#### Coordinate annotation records
>>>

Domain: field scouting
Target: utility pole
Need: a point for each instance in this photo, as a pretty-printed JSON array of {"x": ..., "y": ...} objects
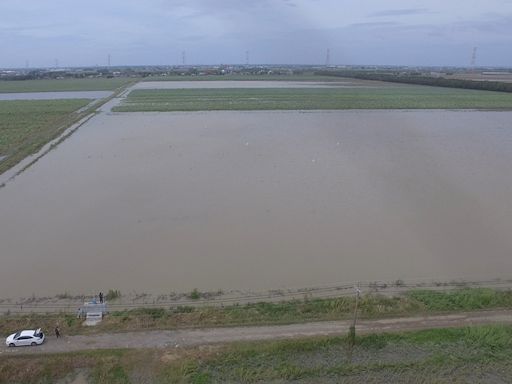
[
  {"x": 473, "y": 59},
  {"x": 352, "y": 329}
]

<<<

#### DIRECTION
Edit the items above, changing "utility pole" to "telephone pole" wherever it appears and keeping everything else the same. Leave out the pictures.

#### RESULT OF THIS TASK
Domain: field scouting
Target: telephone pole
Need: a point for each instance in this photo, as a pretty-printed JSON array of {"x": ..., "y": ...} objects
[
  {"x": 473, "y": 59},
  {"x": 352, "y": 329}
]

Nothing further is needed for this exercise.